Leave out the pictures, then reproduce the rest of the material exactly.

__Extracted records__:
**********

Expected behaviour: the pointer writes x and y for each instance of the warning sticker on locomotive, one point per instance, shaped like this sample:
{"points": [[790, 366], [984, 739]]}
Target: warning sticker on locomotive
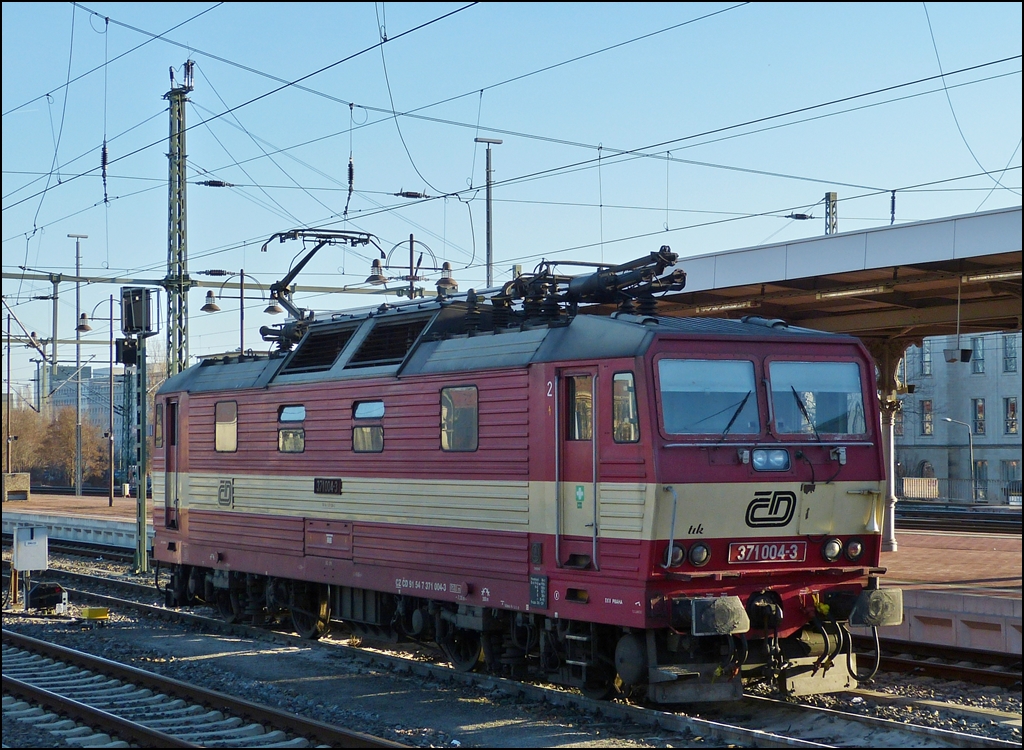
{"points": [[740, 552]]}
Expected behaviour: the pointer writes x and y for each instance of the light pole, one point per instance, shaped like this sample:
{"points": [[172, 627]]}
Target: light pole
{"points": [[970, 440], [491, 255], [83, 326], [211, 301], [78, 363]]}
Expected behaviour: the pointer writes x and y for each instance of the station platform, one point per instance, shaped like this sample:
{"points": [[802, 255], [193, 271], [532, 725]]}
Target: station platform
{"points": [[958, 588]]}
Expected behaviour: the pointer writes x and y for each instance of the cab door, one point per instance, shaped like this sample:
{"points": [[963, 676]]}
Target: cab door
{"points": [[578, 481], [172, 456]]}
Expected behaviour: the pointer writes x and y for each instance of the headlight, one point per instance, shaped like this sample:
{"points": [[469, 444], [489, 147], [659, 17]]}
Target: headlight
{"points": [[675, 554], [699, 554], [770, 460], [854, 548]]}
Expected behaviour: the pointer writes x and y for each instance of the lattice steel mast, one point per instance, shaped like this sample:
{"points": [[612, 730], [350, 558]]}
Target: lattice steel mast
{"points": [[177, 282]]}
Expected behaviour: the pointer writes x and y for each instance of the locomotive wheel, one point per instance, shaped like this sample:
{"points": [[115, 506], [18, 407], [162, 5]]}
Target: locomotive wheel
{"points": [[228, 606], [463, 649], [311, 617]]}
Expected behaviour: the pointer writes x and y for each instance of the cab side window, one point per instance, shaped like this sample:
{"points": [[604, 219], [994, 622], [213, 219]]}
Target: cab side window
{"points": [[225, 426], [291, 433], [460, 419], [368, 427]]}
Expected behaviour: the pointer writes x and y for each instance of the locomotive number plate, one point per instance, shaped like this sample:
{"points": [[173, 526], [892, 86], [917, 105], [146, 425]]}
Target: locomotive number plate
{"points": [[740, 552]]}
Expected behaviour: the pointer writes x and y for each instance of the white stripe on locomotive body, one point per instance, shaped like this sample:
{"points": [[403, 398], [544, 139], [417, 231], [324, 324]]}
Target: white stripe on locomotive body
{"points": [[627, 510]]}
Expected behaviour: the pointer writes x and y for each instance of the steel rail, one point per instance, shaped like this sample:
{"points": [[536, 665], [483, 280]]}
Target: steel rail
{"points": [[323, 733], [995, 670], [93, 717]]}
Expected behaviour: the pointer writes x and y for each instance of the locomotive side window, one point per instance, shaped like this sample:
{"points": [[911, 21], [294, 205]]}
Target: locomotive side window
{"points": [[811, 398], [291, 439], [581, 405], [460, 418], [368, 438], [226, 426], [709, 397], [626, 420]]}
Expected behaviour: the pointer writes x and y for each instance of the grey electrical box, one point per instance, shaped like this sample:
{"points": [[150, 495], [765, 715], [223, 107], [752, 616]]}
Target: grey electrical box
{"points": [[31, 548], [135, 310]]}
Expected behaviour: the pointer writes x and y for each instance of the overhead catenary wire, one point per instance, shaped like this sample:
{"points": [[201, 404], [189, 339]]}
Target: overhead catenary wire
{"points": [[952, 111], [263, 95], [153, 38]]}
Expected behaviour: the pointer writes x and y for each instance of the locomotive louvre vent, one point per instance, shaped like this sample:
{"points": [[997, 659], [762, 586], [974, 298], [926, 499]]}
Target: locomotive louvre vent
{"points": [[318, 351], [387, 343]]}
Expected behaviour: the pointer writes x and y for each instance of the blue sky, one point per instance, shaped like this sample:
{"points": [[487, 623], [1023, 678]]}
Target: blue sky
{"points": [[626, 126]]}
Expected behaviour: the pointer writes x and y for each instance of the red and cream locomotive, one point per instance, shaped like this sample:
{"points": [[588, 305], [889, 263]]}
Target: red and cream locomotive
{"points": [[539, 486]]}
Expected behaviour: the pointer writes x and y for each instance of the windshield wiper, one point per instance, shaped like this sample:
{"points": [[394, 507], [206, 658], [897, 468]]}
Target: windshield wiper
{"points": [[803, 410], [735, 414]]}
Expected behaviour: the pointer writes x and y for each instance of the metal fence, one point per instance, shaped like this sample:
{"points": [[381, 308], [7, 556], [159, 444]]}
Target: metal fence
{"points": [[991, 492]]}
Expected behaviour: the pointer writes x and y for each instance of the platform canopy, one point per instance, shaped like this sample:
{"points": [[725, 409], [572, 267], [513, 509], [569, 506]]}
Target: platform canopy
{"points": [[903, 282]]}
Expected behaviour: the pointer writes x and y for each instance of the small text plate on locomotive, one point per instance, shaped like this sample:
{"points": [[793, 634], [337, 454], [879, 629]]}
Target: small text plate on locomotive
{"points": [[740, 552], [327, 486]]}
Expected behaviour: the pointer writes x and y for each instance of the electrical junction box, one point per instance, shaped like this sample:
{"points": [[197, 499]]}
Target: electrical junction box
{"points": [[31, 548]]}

**********

__WRITTEN SOLUTION__:
Expected behaviour: the pointer writes x and y for each instance of the warning sticker on locomotive, one point per instance, shaped like this sample:
{"points": [[790, 366], [984, 739]]}
Target: warning sticker on locomotive
{"points": [[740, 552]]}
Expected behaviour: the pointer writes x and y for each instance of the light pole, one point per instance, shaped like this sample:
{"points": [[172, 627]]}
Target: light pole
{"points": [[970, 440], [491, 255], [83, 326], [211, 301], [78, 363]]}
Expected behaviour: the pointer writes x and y for each instance of the station platform, one point per instance, shaped like this sample:
{"points": [[802, 255], [193, 271], [532, 725]]}
Target: station platform
{"points": [[958, 588]]}
Expected behaviour: the pointer writes x and y for each instance of the cab door, one point per instance, shaped like this sample:
{"points": [[963, 676]]}
Target: cab door
{"points": [[578, 481], [172, 456]]}
Expected behaviour: the pointer writes x and y for each instance of the headlight, one point per instance, shaped like this sample:
{"points": [[469, 444], [489, 147], [659, 17]]}
Target: headlight
{"points": [[675, 554], [699, 554], [770, 460], [854, 548]]}
Expected behaviour: the pointer writes x and y for each instance of the lattice steel mast, one point per instance, shaped like this sample:
{"points": [[612, 730], [350, 558]]}
Target: lattice steel mast
{"points": [[177, 282]]}
Expected behaviour: the pointer writes x and y for each instance of the locomotive wheel, one point per instance, shaped like this sample:
{"points": [[115, 506], [18, 407], [162, 5]]}
Target: locomotive wheel
{"points": [[228, 606], [463, 649], [311, 617]]}
Expected behaviour: the pointer writes x and y for each instance of the cab side window, one point per instance, shaped like this sample:
{"points": [[604, 219], [994, 622], [213, 219]]}
Target: cab side window
{"points": [[225, 426], [291, 433], [460, 419], [368, 427]]}
Expected behaviour: the pointer writes x and y for each instance of the locomotive number plate, one point per instance, shaped like this sample:
{"points": [[173, 526], [892, 86], [917, 105], [146, 425]]}
Target: locomotive number plate
{"points": [[740, 552]]}
Expected behaviour: the pointer writes x and y for each instance of the white stripe on locomotive body, one point per instance, shaped like this sample:
{"points": [[403, 398], [544, 139], [417, 231], [324, 324]]}
Target: white stripe on locomotive body
{"points": [[627, 510]]}
Expected behaviour: the pointer writes x and y for each instance of the steel rail, one point per instance, shaped like this sample:
{"points": [[536, 665], [483, 280]]}
Target: steel rail
{"points": [[323, 733], [995, 670], [93, 717]]}
Expected behaviour: the pointer writes x and y for each instance of the locomotive side window, one point per instance, shaped like this sample:
{"points": [[911, 21], [294, 205]]}
Target: locomotive side window
{"points": [[811, 398], [291, 439], [581, 405], [460, 418], [368, 438], [226, 426], [709, 397], [626, 420]]}
Expected behaviour: the pointer writes x and y for each instance of the grey electrical box, one point per instance, shaped like this sample:
{"points": [[150, 495], [765, 715], [223, 107], [752, 616]]}
Target: grey electrical box
{"points": [[31, 548], [135, 310]]}
Expected behaviour: the pointer writes x and y for each instance of the overhead catenary wire, one point per instance, shaped like this sample:
{"points": [[201, 404], [189, 339]]}
Target: overhead catenary wire
{"points": [[952, 111], [263, 95], [153, 38]]}
Expected behaviour: the pointer writes x and y for each instance of the locomotive louvre vent, one point per instance, shaped like this sample:
{"points": [[997, 659], [762, 586], [974, 298], [926, 499]]}
Target: locomotive louvre vent
{"points": [[318, 351], [387, 343]]}
Expected behaviour: the pointer writes x and y for each instance of the blue sky, one point per instance, shaped like this sample:
{"points": [[487, 623], [1023, 678]]}
Target: blue sky
{"points": [[626, 126]]}
Expected behaviour: the pointer writes x and y for each instance of the red and cream locomotive, one point per instance, shaped like this sample:
{"points": [[588, 305], [889, 263]]}
Target: red and cream locomotive
{"points": [[539, 486]]}
Expected behaviour: the pointer writes x and y for each instance of the windshield wiper, one point per instance, shaped like this sample:
{"points": [[394, 507], [206, 658], [897, 468]]}
Target: windshield wiper
{"points": [[803, 410], [735, 414]]}
Expected behaviour: the pointer writes x and y for each instance of the metal fence, one point per instance, shaped like this sample:
{"points": [[381, 308], [7, 556], [159, 444]]}
Target: metal fence
{"points": [[991, 492]]}
Expected behaviour: the pointer writes x and y for each instance of the platform canopy, one point per instance, shaped like this sample:
{"points": [[725, 409], [572, 267], [513, 509], [569, 506]]}
Target: platform canopy
{"points": [[903, 282]]}
Expected behaviour: the pointer writes x and y for each instance of the small text plate on locomotive, one point per instance, shaped like this sample:
{"points": [[793, 634], [337, 454], [879, 629]]}
Target: small text plate on locomotive
{"points": [[740, 552], [327, 486]]}
Expected behaviour: the pointer writes x and y for each instance of the electrical junction box, one point per instance, shaped like this sample:
{"points": [[197, 499]]}
Target: electrical junction box
{"points": [[31, 548]]}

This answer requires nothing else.